Data shown ->
= = = = = = =
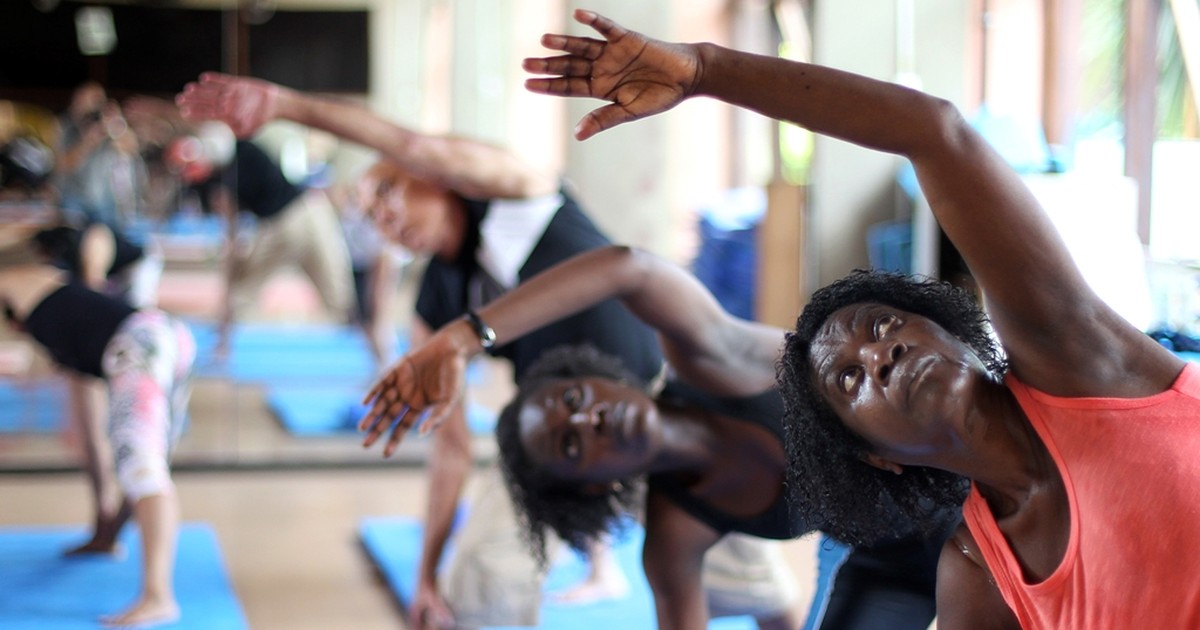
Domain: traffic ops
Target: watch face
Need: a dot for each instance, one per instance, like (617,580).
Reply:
(486,335)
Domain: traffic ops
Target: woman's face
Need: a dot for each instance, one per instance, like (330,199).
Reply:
(591,430)
(406,210)
(897,378)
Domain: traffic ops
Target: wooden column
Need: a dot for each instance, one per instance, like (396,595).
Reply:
(1141,84)
(1061,70)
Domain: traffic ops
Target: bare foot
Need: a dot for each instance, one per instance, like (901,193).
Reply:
(611,585)
(145,613)
(97,546)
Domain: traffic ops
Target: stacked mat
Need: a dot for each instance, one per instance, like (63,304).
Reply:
(41,589)
(394,545)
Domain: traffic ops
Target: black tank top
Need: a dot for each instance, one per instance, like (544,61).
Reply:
(767,411)
(75,325)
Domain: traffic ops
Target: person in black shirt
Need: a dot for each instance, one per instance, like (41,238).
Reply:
(293,225)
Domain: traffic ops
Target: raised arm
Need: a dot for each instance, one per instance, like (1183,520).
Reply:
(705,345)
(1048,318)
(469,167)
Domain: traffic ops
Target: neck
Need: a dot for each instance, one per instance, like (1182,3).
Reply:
(1011,463)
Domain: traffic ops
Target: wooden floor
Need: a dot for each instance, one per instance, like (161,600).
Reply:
(288,537)
(285,510)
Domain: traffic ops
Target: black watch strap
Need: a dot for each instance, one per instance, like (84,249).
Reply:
(486,335)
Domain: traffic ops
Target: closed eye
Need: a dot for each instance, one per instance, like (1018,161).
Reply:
(573,397)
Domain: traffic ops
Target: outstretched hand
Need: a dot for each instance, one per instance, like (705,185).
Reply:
(426,383)
(641,76)
(243,103)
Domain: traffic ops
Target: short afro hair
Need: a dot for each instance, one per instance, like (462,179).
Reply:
(828,480)
(544,502)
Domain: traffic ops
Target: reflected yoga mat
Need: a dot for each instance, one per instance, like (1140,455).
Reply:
(262,353)
(395,546)
(33,406)
(322,409)
(41,589)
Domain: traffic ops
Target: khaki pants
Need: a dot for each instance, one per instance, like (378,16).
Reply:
(492,580)
(306,234)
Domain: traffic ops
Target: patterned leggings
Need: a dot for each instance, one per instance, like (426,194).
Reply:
(148,366)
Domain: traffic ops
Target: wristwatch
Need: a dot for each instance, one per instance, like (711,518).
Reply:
(486,335)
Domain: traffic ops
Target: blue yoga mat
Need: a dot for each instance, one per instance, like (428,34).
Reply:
(261,353)
(394,543)
(37,406)
(323,409)
(41,589)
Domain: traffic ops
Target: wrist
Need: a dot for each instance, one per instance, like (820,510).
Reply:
(484,334)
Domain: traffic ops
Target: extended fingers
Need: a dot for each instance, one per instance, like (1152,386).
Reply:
(610,29)
(571,87)
(562,66)
(585,47)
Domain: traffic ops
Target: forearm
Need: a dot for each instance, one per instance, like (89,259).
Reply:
(97,249)
(449,467)
(832,102)
(655,291)
(469,167)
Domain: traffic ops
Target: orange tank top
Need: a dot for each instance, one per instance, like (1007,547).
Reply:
(1131,468)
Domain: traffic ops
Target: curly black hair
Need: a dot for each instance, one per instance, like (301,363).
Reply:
(543,502)
(828,480)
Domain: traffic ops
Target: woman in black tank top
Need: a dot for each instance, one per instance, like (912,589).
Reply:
(581,431)
(144,359)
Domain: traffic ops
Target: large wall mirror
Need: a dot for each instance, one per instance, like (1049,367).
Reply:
(287,388)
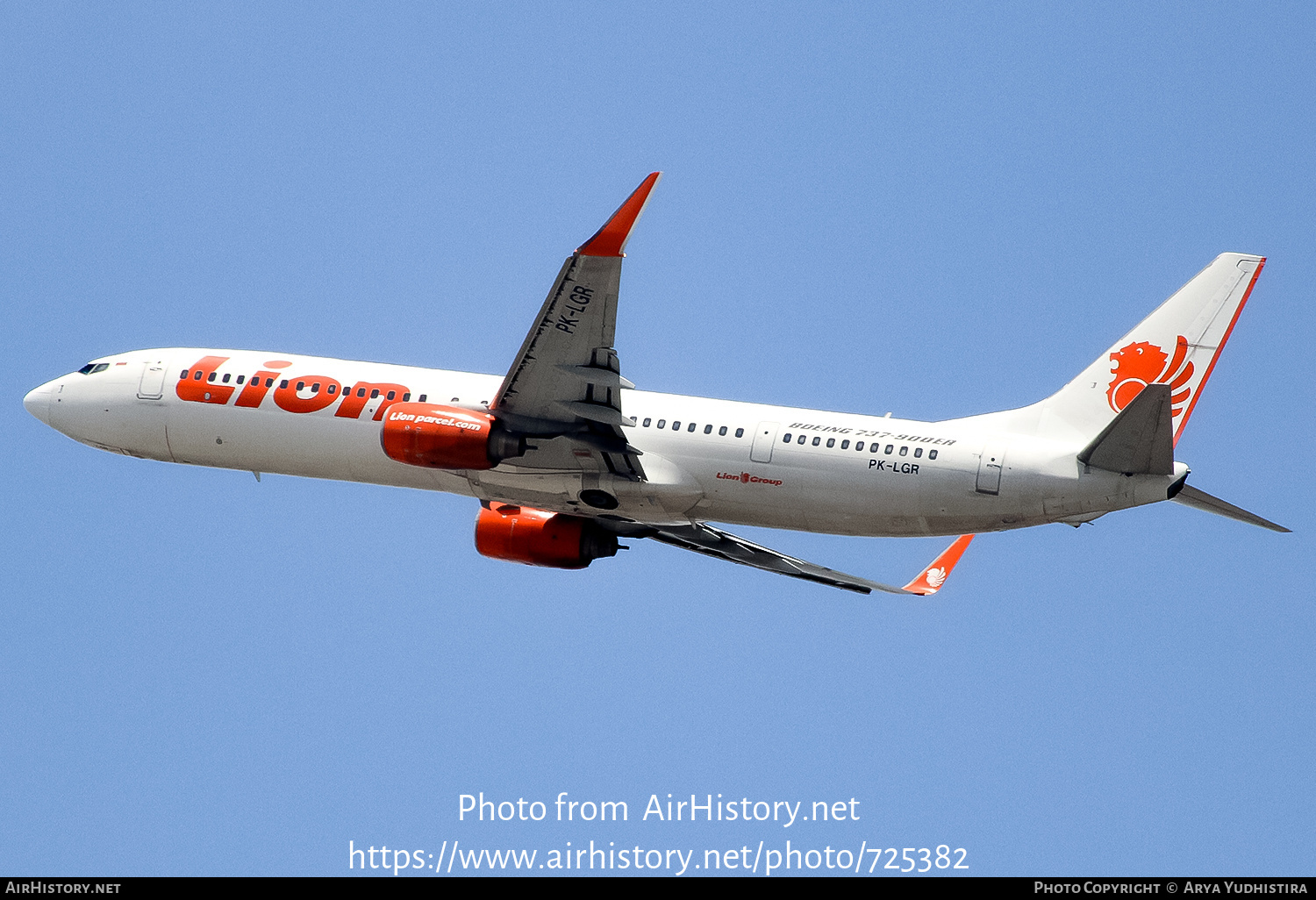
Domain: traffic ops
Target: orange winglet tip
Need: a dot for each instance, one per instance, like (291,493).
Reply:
(933,576)
(611,239)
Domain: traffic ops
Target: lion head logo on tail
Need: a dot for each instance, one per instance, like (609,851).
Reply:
(1141,363)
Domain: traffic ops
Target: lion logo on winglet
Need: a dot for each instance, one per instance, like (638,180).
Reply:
(1141,363)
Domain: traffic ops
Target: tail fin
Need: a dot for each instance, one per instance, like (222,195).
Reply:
(1177,345)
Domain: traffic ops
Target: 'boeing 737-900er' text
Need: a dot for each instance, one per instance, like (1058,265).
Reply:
(568,457)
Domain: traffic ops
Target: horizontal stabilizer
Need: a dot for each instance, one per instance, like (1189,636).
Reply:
(1139,441)
(1191,496)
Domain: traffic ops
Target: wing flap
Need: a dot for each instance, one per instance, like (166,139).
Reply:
(721,545)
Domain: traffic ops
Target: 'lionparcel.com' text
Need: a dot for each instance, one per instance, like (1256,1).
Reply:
(707,808)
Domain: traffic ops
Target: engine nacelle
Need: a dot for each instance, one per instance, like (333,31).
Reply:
(536,537)
(447,437)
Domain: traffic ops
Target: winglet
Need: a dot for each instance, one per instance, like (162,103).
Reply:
(933,576)
(611,239)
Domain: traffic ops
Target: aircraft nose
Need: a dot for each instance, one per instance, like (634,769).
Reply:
(37,402)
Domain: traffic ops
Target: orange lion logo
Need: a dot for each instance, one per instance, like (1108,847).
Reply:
(1139,365)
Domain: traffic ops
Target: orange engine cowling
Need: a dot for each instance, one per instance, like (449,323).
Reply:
(445,437)
(536,537)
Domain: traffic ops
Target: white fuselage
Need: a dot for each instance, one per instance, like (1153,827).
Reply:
(728,462)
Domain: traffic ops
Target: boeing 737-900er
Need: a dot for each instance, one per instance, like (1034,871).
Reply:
(568,457)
= = = = = = =
What you are asked to do ->
In the listing above, find the line with "instance, like (1058,265)." and the line with "Target: boeing 737-900er", then print exactly those two lines and every line between them, and nothing more.

Exercise response ->
Need: a dot for each instance, one per instance, like (1058,265).
Reply:
(568,457)
Domain: traffic ops
Target: horizontal stabilizer
Need: a dot for each instance, one per instance, like (1189,636).
Reply:
(1139,441)
(1191,496)
Domain: traffic ops
Target: wing flap
Need: a dot for each instance, one per instance, like (166,139).
Reply:
(721,545)
Domain: traffic ops
Target: 'lionparcel.com' text
Need: a dot for each instance, one per instance, like (1256,1).
Reply:
(707,808)
Domain: traffic ops
Target: engine nacelle
Need: a dot for each instance, one per instance, like (333,31).
Reply:
(536,537)
(447,437)
Domain: traffic ops
Target: winglet
Need: a dot for each instance, one per instance, like (162,103).
Reply:
(933,576)
(611,239)
Domain: traffic ops
Target: aircraft nose
Need: a dot for each instance, one per instance, like (634,769).
Reply:
(37,402)
Domain: traffic ops
Target: orange lion logo
Need: a dot for each instance, one per instance, like (1108,847).
Reply:
(1139,365)
Domain: traffic ops
Target: orange engine cowling
Need: a dot for each instance, one per instance, like (449,323).
Reply:
(445,437)
(536,537)
Domain: traffic ops
Target: white fuselage
Need: a dot for each instance, one per instance, like (1153,827).
Reply:
(728,462)
Domain: traffic ops
Target: boeing 737-900er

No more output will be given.